> [WORK TO COMPLETE]
Restate the entries word for word, omitting nothing.

----- MATERIAL -----

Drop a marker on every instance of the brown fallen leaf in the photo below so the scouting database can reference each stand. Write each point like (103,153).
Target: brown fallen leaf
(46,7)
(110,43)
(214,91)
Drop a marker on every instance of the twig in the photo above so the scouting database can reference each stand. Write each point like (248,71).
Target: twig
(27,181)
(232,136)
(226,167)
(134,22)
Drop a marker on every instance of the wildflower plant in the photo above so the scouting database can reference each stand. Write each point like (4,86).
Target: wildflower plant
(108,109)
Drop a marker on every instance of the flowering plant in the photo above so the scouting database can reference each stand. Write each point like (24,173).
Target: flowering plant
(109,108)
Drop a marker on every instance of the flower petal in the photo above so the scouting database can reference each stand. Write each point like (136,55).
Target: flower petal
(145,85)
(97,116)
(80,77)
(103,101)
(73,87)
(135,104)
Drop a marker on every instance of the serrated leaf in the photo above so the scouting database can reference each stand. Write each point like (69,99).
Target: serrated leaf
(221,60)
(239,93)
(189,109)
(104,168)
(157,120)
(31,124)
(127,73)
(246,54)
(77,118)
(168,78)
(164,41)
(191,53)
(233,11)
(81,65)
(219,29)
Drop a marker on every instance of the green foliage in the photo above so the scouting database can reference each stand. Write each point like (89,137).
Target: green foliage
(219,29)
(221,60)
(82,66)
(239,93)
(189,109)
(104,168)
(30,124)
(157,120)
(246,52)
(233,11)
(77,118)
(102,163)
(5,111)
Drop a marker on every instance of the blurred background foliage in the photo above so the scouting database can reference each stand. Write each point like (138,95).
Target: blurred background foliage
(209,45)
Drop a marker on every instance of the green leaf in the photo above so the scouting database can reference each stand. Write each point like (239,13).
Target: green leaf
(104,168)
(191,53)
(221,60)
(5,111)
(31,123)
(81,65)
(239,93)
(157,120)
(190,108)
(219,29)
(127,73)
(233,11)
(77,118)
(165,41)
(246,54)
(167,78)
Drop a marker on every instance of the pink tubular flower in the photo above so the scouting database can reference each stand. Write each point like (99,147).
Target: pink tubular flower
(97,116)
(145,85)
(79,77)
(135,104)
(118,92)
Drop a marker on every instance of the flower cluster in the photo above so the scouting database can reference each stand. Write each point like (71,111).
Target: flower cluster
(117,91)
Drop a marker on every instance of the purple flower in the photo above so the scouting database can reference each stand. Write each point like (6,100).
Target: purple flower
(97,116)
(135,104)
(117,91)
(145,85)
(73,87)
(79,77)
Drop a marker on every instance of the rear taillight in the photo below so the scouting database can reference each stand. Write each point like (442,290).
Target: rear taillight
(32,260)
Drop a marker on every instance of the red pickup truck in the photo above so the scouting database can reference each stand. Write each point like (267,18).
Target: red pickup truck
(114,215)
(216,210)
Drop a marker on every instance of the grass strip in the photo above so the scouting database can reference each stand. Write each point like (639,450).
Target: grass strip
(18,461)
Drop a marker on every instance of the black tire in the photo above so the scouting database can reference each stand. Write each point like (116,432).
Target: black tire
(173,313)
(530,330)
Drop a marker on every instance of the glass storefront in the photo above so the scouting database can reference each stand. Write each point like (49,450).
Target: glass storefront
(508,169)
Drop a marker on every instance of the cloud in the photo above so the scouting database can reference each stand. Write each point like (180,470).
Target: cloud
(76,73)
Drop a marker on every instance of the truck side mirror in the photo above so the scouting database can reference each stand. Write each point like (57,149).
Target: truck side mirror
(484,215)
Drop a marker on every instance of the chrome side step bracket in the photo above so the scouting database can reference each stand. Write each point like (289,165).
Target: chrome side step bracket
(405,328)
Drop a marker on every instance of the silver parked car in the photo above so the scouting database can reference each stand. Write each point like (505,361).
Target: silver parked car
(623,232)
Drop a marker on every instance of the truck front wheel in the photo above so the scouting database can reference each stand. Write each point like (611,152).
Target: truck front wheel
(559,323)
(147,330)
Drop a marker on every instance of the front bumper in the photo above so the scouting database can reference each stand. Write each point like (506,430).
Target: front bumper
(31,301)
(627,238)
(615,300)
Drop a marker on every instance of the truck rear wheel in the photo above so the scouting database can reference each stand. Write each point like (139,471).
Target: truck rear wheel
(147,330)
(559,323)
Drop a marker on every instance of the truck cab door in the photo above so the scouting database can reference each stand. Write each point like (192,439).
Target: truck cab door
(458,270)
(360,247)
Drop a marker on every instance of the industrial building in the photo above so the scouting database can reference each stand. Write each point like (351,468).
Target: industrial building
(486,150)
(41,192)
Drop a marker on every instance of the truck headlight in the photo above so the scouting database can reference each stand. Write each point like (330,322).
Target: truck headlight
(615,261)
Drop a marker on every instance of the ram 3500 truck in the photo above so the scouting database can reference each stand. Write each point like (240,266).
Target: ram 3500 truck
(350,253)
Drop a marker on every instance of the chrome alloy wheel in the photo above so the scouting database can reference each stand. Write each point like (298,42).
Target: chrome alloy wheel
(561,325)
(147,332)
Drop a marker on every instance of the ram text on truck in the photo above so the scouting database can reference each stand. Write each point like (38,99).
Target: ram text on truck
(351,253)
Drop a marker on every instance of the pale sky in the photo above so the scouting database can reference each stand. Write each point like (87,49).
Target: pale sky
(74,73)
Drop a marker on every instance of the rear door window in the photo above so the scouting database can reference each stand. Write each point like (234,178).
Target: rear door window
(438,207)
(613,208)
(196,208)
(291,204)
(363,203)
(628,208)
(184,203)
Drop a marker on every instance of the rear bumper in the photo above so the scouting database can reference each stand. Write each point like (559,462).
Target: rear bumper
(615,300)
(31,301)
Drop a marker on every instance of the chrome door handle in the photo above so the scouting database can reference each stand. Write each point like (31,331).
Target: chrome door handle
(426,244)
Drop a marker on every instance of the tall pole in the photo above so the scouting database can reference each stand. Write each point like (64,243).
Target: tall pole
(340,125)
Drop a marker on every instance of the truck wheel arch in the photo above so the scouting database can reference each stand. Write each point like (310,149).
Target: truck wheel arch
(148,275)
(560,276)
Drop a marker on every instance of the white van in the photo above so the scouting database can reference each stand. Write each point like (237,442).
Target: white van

-----

> [COMPLETED TASK]
Drop a marker on every instance of the brown fallen leaf in the photo below so the scouting database can reference each stand. Write each point like (103,153).
Target: brown fallen leaf
(46,7)
(110,43)
(214,91)
Drop a marker on every instance of the twig in the photo above so the scouting database can reference each stand. Write each point like (248,71).
Target: twig
(27,181)
(232,136)
(226,167)
(134,22)
Drop a marker on every instance of the wildflower plant in the photo above so the scouting database can reference each stand. Write each point like (4,86).
Target: wildflower plant
(108,109)
Drop a marker on every instance of the flowering plant in the photo above so the scouting database can reference each stand. Write each point like (24,173).
Target: flowering plant
(109,108)
Drop a marker on every instance of the flower petal in the photo above so the scouting database can reference each stand. Write each point like (136,55).
Target: flower petal
(145,85)
(97,116)
(80,77)
(103,101)
(73,87)
(135,104)
Drop a marker on every instance of the serrated leaf in the photo above so the scouting database can reference each stand. Write each point like (69,99).
Target: serrated leaf
(221,60)
(239,93)
(189,109)
(104,168)
(157,120)
(31,124)
(127,73)
(246,54)
(77,118)
(168,78)
(164,41)
(191,53)
(233,11)
(81,65)
(219,29)
Drop a marker on every instance of the green foliage in the photo above so the scouting database can reference each stand. Write each point like (89,137).
Target: green foliage
(219,29)
(221,60)
(82,66)
(239,93)
(189,109)
(104,168)
(30,124)
(157,120)
(246,52)
(233,11)
(77,118)
(102,163)
(5,111)
Drop a marker on every instance of the blurred background foliage in the photo above so the scouting database can reference each stand. Write each point like (138,95).
Target: blurred background foliage
(209,45)
Drop a marker on every instance of the green leaf in the photo above so the scouting database can reference each stand. Write each point like (239,13).
Target: green leaf
(104,168)
(191,53)
(221,60)
(5,111)
(31,123)
(81,65)
(239,93)
(157,120)
(190,108)
(219,29)
(127,73)
(233,11)
(77,118)
(165,41)
(246,54)
(167,78)
Drop a marker on every instance of the pink tubular flower in the photo above so the scouting database can reference each stand. Write each point like (99,147).
Target: pink tubular flower
(97,116)
(145,85)
(79,77)
(135,104)
(118,92)
Drop a marker on every instance of the flower cluster in the photo above so the scouting database can reference each stand. Write each point like (71,111).
Target: flower cluster
(117,91)
Drop a marker on every instance of the purple flower in the photo above so the scouting database can reference each stand. Write each point like (6,100).
Target: purple flower
(97,116)
(135,104)
(117,91)
(145,85)
(73,87)
(79,77)
Drop a marker on every instance of the rear taillight in the photo below so the scouting database can reference each stand. Write each point like (442,290).
Target: rear taillight
(32,260)
Drop a marker on every instance of the red pickup truck in the photo above so the scouting database can reference each stand. Write each point like (267,18).
Target: red pickup truck
(114,215)
(216,210)
Drop a marker on every instance of the grass strip in the photo above so the scouting database can reference each stand. Write each point like (639,450).
Target: grass strip
(18,461)
Drop a marker on every instance of the black tire in the photo above so the scouting database can reference each stand. Write each point like (116,432).
Target: black tire
(173,313)
(530,330)
Drop a marker on every instance of the glass storefront in the photo above so the scouting database can reference each stand. Write each point like (49,450).
Target: glass storefront
(508,169)
Drop a marker on every instance of the cloud in the photo above so the scouting database can reference each stand. Write each point like (180,470).
Target: cloud
(76,73)
Drop a marker on every instance of the truck side mirror in the photo above so the scouting database can reference each stand. Write each point like (57,149).
Target: truck side mirror
(484,215)
Drop a marker on every instance of the chrome side step bracket in the photo above so the scouting database can reference each stand. Write each point like (289,165).
Target: chrome side step bracket
(405,328)
Drop a marker on every instance of the silver parked car in the photo above so the scouting database can reference each stand. Write each point like (505,361).
Target: silver parked car
(623,232)
Drop a marker on every instance of the truck front wheel in the photo above so the scouting database can reference each stand. Write each point like (611,152).
Target: truck front wheel
(559,323)
(147,330)
Drop a marker on every instance of the front bumper in the photo above so the scouting database can reference each stand. Write each point like (506,430).
Target: front bumper
(31,301)
(627,238)
(615,300)
Drop a marker on every instance of the truck rear wheel in the photo above so the scouting database can reference each stand. Write each point like (139,471).
Target: truck rear wheel
(147,330)
(559,323)
Drop a marker on every instance of the truck cab door in the photo above so the scouting database can reference each stand. Write each point like (192,439).
Target: truck cab door
(458,270)
(360,247)
Drop a marker on every instance of the industrial building in the photo above so the scouting database can reference each stand. Write each point like (351,468).
Target: industrial building
(486,150)
(41,192)
Drop a marker on every instance of the truck headlight in the photo above so the scouting database can reference each stand. Write each point like (330,322).
Target: truck headlight
(615,261)
Drop a marker on every instance of the ram 3500 truck in the photo above so the scouting database can reference each stand. Write each point like (240,266).
Target: ram 3500 truck
(350,253)
Drop a marker on every instance of the chrome alloy wheel in the photo above so the scouting database can reference each stand. Write each point like (298,42).
Target: chrome alloy wheel
(561,325)
(147,332)
Drop a marker on every instance of the ram text on truck in the photo above so the scouting database can reference each stand. Write each point like (38,99).
Target: ram text on truck
(351,253)
Drop a marker on every instance of the pale sky in the photo above so the scouting database can reference each stand. Write each point like (87,49).
Target: pale sky
(74,73)
Drop a marker on every instance of the rear door window in the photo above so the scouting database can reference each stand. Write each point like (234,178).
Target: rear door window
(438,207)
(613,208)
(196,208)
(291,204)
(363,203)
(628,208)
(184,203)
Drop a marker on every instance of the rear bumper in the photo above so the scouting database can reference each stand. Write each point like (559,462).
Target: rear bumper
(615,300)
(31,301)
Drop a marker on every instance of the chrome door handle in the photo above so the scouting database can reference each stand. Write each point like (31,331).
Target: chrome door handle
(426,244)
Drop a marker on every instance of the tall pole in the photo above so the scouting database can reference each stand. Write each point like (64,243).
Target: tall pole
(340,125)
Drop a marker on every instance of the truck wheel arch in the photo above so the scouting database can reference each stand. Write each point like (310,149).
Target: truck wheel arch
(148,275)
(560,276)
Drop a marker on every instance of the white van in the photo above so the scouting database can reference each stand. Write each point like (237,442).
Target: white van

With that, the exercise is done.